Red-Hot Carolina Reaper Pepper Hospitalizes Man With "Thunderclap Headache"

This is not a pepper to mess with.

Wikimedia Commons

Thunderclap headaches are so named because they make you feel like your cranium has been struck with the force of a thunderstorm. Their dramatic, debilitating pain strikes without a warning and can last for several minutes, often without any obvious trigger — at least, most of the time. Other times, a new BMJ Case Reports study reveals, a very specific and very spicy trigger can be the culprit: the Carolina Reaper chili pepper.

The Carolina Reaper is the hottest chili pepper in the world, measuring in at two million Scoville heat units. For comparison, a spicy habanero might be closer to 500,000 Scoville units. The notorious pepper is the center of a study released Monday, which describes a 34-year old man who recently checked into Bassett Medical Center in Cooperstown, New York with intense neck and head pain — aka the thunderclap headache. He didn’t know what was wrong with him, but doctors did have a pretty good clue: The man had recently participated in a hot pepper eating contest.

* _SET OF TASKS_
1. In the Carolina Reaper article, transcribe the passage from "The Carolina Reaper is" to "pepper eating contest.".
2. According to the Carolina Reaper article, how many Scoville heat units does the Carolina Reaper measure?
3. Take the Carolina Reaper article further, continuing from where it stops.

* _DATA SUPPLIED_
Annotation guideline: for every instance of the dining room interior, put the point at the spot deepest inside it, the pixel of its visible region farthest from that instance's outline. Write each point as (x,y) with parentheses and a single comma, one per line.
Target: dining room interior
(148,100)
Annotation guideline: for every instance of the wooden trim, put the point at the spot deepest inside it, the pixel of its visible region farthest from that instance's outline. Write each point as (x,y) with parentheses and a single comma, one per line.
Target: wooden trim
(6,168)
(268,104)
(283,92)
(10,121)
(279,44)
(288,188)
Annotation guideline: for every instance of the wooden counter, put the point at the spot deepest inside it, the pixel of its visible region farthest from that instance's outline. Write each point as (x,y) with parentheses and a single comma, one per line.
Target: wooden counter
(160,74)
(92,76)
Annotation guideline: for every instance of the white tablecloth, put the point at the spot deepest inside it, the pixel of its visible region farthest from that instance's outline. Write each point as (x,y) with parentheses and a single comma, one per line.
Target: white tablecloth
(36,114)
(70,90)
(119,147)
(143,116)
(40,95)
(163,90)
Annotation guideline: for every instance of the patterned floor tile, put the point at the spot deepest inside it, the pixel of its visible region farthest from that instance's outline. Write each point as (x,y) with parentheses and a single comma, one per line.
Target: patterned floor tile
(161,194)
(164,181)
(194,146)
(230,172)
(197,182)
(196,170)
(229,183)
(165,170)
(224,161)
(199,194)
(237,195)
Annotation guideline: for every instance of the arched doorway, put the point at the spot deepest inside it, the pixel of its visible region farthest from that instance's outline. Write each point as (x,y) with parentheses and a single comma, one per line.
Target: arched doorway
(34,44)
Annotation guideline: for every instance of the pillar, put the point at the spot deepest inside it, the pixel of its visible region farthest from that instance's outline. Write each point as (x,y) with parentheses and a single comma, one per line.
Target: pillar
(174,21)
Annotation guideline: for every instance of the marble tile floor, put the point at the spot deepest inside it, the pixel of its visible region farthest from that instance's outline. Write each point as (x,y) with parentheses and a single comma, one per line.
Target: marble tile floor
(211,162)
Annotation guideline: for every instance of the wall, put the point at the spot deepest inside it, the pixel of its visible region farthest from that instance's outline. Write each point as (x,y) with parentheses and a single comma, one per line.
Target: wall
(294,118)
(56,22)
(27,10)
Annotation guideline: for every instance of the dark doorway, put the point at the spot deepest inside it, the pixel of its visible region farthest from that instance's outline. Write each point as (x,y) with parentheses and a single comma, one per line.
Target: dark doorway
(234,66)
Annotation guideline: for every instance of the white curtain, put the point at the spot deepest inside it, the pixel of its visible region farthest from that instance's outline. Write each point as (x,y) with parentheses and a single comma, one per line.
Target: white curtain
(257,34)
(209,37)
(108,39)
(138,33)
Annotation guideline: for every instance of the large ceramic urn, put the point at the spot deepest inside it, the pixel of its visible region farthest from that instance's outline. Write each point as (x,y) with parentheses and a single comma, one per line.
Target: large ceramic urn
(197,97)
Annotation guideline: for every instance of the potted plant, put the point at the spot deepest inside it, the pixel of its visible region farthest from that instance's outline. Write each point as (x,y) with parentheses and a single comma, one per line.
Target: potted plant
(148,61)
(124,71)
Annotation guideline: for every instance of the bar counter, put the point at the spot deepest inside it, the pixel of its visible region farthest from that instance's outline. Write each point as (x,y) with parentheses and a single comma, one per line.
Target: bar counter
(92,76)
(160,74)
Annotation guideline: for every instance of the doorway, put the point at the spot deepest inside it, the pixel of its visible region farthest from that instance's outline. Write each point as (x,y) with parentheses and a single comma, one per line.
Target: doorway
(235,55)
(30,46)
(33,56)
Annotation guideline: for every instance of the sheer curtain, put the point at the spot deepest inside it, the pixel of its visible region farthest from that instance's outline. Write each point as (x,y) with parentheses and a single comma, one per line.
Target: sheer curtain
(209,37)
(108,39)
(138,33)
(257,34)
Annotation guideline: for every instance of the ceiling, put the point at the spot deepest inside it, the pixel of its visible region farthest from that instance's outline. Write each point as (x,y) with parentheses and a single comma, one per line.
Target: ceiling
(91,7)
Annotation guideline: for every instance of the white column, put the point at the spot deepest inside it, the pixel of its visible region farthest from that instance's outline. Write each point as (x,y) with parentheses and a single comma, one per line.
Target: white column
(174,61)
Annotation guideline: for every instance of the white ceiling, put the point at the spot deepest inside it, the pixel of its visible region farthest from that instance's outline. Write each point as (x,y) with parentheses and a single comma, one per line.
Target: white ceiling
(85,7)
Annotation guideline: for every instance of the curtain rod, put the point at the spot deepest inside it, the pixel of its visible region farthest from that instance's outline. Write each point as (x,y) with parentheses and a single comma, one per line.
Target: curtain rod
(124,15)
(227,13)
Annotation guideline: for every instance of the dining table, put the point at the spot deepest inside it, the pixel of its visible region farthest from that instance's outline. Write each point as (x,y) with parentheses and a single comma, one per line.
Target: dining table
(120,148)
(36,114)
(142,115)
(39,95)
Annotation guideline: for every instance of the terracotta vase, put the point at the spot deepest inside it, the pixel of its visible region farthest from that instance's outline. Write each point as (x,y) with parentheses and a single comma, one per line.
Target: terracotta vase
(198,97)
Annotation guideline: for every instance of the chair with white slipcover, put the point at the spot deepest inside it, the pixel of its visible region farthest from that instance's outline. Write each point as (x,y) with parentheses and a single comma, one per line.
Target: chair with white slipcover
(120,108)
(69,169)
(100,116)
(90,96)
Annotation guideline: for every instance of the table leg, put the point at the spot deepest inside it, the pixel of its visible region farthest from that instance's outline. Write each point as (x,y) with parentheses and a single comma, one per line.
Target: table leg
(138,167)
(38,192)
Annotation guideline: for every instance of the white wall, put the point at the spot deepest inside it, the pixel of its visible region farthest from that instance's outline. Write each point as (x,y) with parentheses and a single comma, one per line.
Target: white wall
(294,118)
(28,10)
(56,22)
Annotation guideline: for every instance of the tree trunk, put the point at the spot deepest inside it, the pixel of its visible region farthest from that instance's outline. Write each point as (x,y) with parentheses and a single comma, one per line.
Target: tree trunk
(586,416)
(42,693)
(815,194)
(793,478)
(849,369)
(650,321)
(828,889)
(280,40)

---

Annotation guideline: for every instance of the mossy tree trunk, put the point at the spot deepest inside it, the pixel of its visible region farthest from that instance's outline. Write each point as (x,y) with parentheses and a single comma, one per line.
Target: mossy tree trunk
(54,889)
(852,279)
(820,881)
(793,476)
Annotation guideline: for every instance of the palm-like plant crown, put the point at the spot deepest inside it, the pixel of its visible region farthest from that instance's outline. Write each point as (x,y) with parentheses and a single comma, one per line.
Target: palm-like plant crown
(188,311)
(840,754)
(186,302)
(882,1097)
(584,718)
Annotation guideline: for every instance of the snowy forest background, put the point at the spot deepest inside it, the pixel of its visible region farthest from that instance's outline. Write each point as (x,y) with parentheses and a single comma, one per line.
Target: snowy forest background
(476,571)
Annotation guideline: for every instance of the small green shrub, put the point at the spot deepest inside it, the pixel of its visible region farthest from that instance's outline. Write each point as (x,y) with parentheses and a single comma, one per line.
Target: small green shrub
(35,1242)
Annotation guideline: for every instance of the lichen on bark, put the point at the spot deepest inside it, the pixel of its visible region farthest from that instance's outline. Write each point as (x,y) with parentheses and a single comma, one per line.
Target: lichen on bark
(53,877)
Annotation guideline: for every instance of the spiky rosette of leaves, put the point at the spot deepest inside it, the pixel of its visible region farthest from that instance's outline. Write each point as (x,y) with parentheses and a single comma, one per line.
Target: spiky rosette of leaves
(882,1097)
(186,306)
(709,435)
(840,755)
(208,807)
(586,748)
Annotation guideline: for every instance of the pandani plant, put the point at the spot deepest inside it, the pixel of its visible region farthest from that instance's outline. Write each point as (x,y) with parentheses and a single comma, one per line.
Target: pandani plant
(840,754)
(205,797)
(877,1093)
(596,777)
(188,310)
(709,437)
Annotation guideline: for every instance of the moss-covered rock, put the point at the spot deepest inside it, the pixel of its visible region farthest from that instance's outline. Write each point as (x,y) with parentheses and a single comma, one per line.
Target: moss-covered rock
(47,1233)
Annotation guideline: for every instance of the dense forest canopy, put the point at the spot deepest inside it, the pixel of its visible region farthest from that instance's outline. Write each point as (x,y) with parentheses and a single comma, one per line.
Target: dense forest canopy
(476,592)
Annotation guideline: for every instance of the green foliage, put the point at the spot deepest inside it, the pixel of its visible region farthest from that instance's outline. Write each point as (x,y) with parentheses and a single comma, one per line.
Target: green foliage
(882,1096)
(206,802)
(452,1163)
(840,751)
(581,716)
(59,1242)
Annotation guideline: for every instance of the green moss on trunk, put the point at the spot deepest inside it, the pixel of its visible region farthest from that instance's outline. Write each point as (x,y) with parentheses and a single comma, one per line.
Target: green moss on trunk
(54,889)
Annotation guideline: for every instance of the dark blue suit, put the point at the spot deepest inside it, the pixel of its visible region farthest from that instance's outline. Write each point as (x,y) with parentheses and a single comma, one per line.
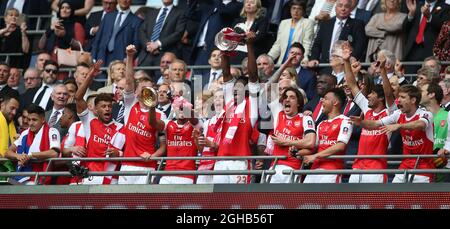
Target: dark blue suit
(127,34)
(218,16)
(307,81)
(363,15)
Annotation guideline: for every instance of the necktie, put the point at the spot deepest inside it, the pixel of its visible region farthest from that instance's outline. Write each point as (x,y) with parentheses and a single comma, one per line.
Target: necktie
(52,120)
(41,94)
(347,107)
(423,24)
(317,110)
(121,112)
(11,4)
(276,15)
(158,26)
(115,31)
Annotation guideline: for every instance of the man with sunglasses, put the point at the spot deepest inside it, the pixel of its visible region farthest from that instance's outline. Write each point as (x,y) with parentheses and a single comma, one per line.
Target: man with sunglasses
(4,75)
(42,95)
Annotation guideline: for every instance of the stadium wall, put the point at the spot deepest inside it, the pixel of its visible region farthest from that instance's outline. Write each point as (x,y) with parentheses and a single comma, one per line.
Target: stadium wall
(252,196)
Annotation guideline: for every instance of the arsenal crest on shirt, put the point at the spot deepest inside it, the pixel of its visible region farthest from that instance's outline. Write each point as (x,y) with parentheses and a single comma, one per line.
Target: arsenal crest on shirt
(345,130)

* _RESPONSES PER TASK_
1.
The Carolina Reaper is the hottest chili pepper in the world, measuring in at two million Scoville heat units. For comparison, a spicy habanero might be closer to 500,000 Scoville units. The notorious pepper is the center of a study released Monday, which describes a 34-year old man who recently checked into Bassett Medical Center in Cooperstown, New York with intense neck and head pain — aka the thunderclap headache. He didn’t know what was wrong with him, but doctors did have a pretty good clue: The man had recently participated in a hot pepper eating contest.

2. Two million Scoville heat units.

3.
CT angiography showing the narrowing of the patient's carotid artery, 

Kulothungan Gunasekaran, et. al.

In this contest, the man consumed the infamous Carolina Reaper — the pepper most likely to make wannabe YouTube stars cry online. After gobbling up what the pepper’s cultivator, Ed Currie, describes as “kind of like eating molten lava,” the patient immediately began dry heaving. Over the next several days, he developed the painful headaches, each lasting a few seconds, and eventually checked himself into emergency care.

Tests for neurological conditions came back negative, so the doctors analyzed his brain with a computed tomography scan. This revealed that several arteries in his brain had constricted, and the doctors diagnosed him with thunderclap headaches secondary to reversible cerebral vasoconstriction syndrome (RCVS), which is characterized by temporary artery narrowing and often accompanies thunderclap headaches. “Given the development of symptoms immediately after exposure to a known vasoactive substance, it is plausible that our patient had RCVS secondary to the Carolina Reaper,” the authors write.

The marriage of thunderclap headaches and RCVS has previously been documented in cases of illegal drugs or bad reactions to prescription meds, but this is the first case where it’s tied to eating chili peppers. Cayenne pepper has been previously linked to the constriction of the coronary artery and heart attacks — and the Carolina Reaper is much spicier. The pepper was bred to be packed full of compounds called capsaicinoids that, when they encounter mucous membranes, send signals to your nerve cells that make your mouth feel like it’s literally on fire.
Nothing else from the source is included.